> YOUR ASSIGNMENT
Some lines hold the string "keyhole". Copy all of them from the material that follows.

> EXERCISE INPUTS

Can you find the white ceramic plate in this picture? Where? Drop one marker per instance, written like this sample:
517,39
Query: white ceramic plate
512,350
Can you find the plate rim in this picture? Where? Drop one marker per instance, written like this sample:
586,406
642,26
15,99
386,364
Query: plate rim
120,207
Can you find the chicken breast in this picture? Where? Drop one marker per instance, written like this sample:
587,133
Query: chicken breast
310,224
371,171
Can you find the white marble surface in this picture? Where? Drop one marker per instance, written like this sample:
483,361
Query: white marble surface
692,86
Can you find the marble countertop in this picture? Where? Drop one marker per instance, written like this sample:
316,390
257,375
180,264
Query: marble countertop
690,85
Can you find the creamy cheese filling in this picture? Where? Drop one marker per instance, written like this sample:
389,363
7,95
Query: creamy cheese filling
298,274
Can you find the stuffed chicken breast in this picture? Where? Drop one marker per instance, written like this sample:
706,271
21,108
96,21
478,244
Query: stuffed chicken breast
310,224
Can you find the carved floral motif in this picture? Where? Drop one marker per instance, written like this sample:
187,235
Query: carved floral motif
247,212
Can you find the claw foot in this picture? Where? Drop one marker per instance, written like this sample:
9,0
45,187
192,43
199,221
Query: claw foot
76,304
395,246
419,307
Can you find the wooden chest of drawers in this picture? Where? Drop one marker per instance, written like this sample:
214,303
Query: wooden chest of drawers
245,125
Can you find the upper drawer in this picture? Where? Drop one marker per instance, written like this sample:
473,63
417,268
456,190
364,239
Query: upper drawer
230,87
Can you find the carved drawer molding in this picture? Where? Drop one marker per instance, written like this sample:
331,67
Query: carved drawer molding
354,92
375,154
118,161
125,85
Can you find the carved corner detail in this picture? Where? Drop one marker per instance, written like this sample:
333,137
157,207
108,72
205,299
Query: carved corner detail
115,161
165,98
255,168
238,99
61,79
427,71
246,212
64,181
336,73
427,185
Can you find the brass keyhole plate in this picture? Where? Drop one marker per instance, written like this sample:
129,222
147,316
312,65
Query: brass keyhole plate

> EXERCISE RESPONSE
Can you find the brass keyhole plate in this picture? Where? Drop one marker per instance, written like this sample:
Query: brass keyhole plate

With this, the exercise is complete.